> SUPPLIED TEXT
Maeve Malloy, interviewing her client for the first time, thinks, "Every accused believed to his core that truth and justice went hand in hand. They must have learned that in grade school. But that wasn't how the justice system worked. It wasn't about truth, it was about evidence. It wasn't about justice, it was about closing files."

The author is sympathetic to social issues, and the book does a realistic dive into issues of homelessness, domestic and urban violence and addiction. Her character Malloy understands that homeless people are vulnerable to exploitation by those who would do them harm. One character finds herself caught in a vicious cycle — an injury, job loss, home loss, children put into foster care, difficulties with the insurance and medical systems, car breakdown, transportation issues, loss of car. She was a woman who did "everything people told her to do," and still she ended up homeless and victimized.

When the August weather turns cold and rainy, Malloy worries about the homeless. "Was there enough room for them in the shelters or did they hide in the woods, in an abandoned car or unattended warehouse? Maeve's mortgage was paid, her gas tank was full — almost — and she had a carton of copy paper back in the office. Her needs were met. She felt grateful, and guilty, that she was better off than many."

Alaska readers will enjoy recognizing landmarks, named or disguised, and references to Alaska history and practices. Characters take off their shoes at the door, know one another from "pipeline days," drive Subarus, dodge bikes on the bike trail, grow marijuana, notice the light in August, eat in a restaurant filled with lawyers one day and a soup kitchen the next, believe that Alaska is "a wide-open place where anything is possible." Malloy recalls her first days as a "baby lawyer" in Bethel, when she took a "cab filled with strangers" down a "ribbon-candy road" to "a town built on stilts."

> WHAT TO WORK ON
A. Rewrite the paragraph of the review that begins "The author is sympathetic to social issues" as a shorter paragraph, keeping its main facts.
B. Duplicate the part of the review from "The author is" up to and including "homeless and victimized.".

Saved entries:

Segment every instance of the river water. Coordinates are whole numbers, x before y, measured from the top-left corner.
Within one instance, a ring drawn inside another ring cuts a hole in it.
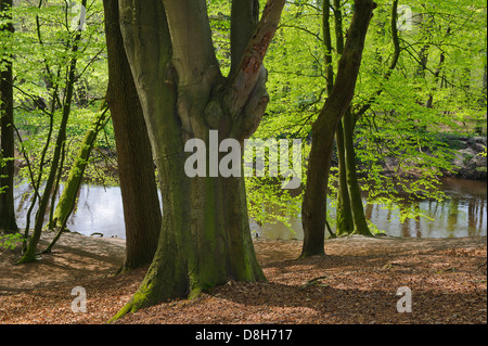
[[[383,208],[382,205],[367,204],[367,218],[378,230],[388,235],[402,238],[460,238],[487,234],[487,182],[460,179],[442,179],[441,190],[449,197],[442,202],[427,200],[419,203],[419,208],[428,218],[406,219],[400,222],[399,213]],[[15,190],[17,223],[25,228],[29,207],[28,184]],[[334,209],[331,207],[331,216]],[[31,223],[34,222],[34,215]],[[251,223],[253,234],[266,239],[303,239],[299,217],[290,218],[288,229],[281,222],[258,226]],[[125,239],[124,210],[118,187],[98,187],[86,184],[79,191],[78,203],[67,228],[70,231],[91,235]]]

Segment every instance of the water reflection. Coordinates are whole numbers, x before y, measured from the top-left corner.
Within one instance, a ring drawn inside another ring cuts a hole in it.
[[[487,183],[486,181],[465,181],[445,179],[441,188],[450,197],[442,202],[422,201],[412,204],[431,219],[414,218],[400,222],[399,213],[385,209],[378,204],[365,204],[365,215],[380,230],[393,236],[403,238],[459,238],[479,236],[487,233]],[[60,189],[62,191],[62,189]],[[61,194],[61,191],[59,192]],[[27,209],[30,205],[30,187],[17,187],[15,207],[17,223],[25,227]],[[335,218],[330,206],[331,217]],[[34,222],[36,209],[31,214]],[[258,226],[252,222],[255,234],[269,239],[301,240],[301,221],[290,218],[291,229],[281,222]],[[124,209],[120,189],[117,187],[84,185],[78,193],[78,203],[68,219],[72,231],[90,235],[94,232],[104,236],[125,238]]]
[[[425,217],[407,218],[400,221],[398,210],[386,209],[380,204],[367,204],[367,219],[388,235],[402,238],[461,238],[487,235],[487,182],[460,179],[444,179],[442,191],[449,198],[437,202],[427,200],[411,204]],[[329,205],[330,216],[335,219],[335,209]],[[299,218],[290,218],[292,230],[281,222],[252,229],[258,235],[270,239],[303,240]]]

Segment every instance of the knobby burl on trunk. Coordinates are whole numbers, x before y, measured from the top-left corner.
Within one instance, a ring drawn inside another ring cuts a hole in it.
[[[206,1],[119,1],[124,44],[162,177],[163,225],[143,282],[114,319],[229,279],[266,280],[251,238],[243,175],[189,178],[184,143],[201,139],[208,148],[209,130],[218,130],[219,140],[243,144],[257,129],[269,101],[262,62],[284,2],[269,0],[259,21],[257,0],[233,1],[231,72],[224,77]]]

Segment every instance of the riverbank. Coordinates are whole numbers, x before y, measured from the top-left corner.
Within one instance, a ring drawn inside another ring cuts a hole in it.
[[[50,234],[44,234],[44,244]],[[266,283],[228,282],[194,300],[178,299],[118,323],[486,323],[487,239],[343,238],[325,257],[297,259],[299,241],[255,240]],[[64,234],[54,253],[13,266],[0,254],[0,323],[105,323],[136,292],[145,269],[114,277],[125,242]],[[72,289],[87,292],[73,312]],[[412,292],[398,312],[397,290]]]

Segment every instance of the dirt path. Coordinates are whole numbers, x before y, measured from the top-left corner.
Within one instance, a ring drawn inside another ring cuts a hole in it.
[[[0,254],[0,323],[105,323],[145,271],[113,275],[124,246],[123,240],[66,234],[35,264],[13,266],[13,252]],[[354,236],[326,241],[325,257],[297,259],[300,246],[256,240],[268,282],[231,281],[197,299],[164,303],[118,322],[486,323],[486,236]],[[87,312],[72,311],[75,286],[86,289]],[[412,294],[412,312],[397,311],[401,286]]]

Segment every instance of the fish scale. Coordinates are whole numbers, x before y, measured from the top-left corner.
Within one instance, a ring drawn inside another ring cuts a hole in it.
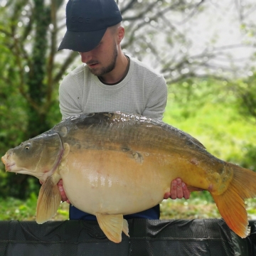
[[[123,215],[150,208],[179,177],[191,191],[208,191],[228,225],[247,235],[244,200],[256,196],[256,174],[208,152],[188,134],[161,121],[121,112],[68,117],[9,149],[6,170],[43,182],[36,221],[50,220],[60,201],[58,182],[78,209],[95,215],[114,242],[128,235]]]

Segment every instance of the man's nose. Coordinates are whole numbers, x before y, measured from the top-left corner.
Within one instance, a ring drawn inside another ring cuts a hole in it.
[[[83,63],[86,63],[92,59],[92,52],[79,53],[81,55],[81,60]]]

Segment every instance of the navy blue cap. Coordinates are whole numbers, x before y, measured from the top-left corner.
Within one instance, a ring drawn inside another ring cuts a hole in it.
[[[58,50],[90,51],[100,43],[108,27],[122,20],[114,0],[69,0],[66,6],[67,32]]]

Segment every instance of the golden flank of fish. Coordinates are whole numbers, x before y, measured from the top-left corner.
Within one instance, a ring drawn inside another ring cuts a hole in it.
[[[180,177],[191,191],[208,191],[228,225],[247,235],[244,199],[256,196],[256,174],[220,160],[189,134],[159,120],[120,112],[65,119],[53,129],[9,149],[1,158],[7,171],[33,175],[43,184],[36,221],[43,223],[68,198],[95,215],[113,242],[128,235],[123,215],[159,203]]]

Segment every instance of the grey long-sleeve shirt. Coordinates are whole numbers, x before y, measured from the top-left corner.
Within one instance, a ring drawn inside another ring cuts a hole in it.
[[[107,85],[82,64],[71,71],[59,88],[63,118],[83,113],[116,112],[162,119],[167,100],[164,77],[130,58],[126,77]]]

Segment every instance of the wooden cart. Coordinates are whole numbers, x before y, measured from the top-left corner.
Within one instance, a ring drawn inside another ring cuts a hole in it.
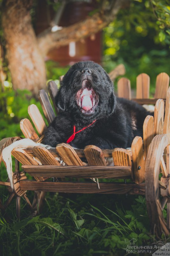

> RESULTS FOR EACH TASK
A. The author cares about social issues, and the book takes a realistic look at homelessness, domestic and urban violence, and addiction. Malloy understands that homeless people are easily exploited by those who would harm them. One character did everything she was told yet fell into a vicious cycle: an injury, job loss, home loss, her children placed in foster care, trouble with the insurance and medical systems, and the breakdown and loss of her car. She ended up homeless and victimized.

B.
The author is sympathetic to social issues, and the book does a realistic dive into issues of homelessness, domestic and urban violence and addiction. Her character Malloy understands that homeless people are vulnerable to exploitation by those who would do them harm. One character finds herself caught in a vicious cycle — an injury, job loss, home loss, children put into foster care, difficulties with the insurance and medical systems, car breakdown, transportation issues, loss of car. She was a woman who did "everything people told her to do," and still she ended up homeless and victimized.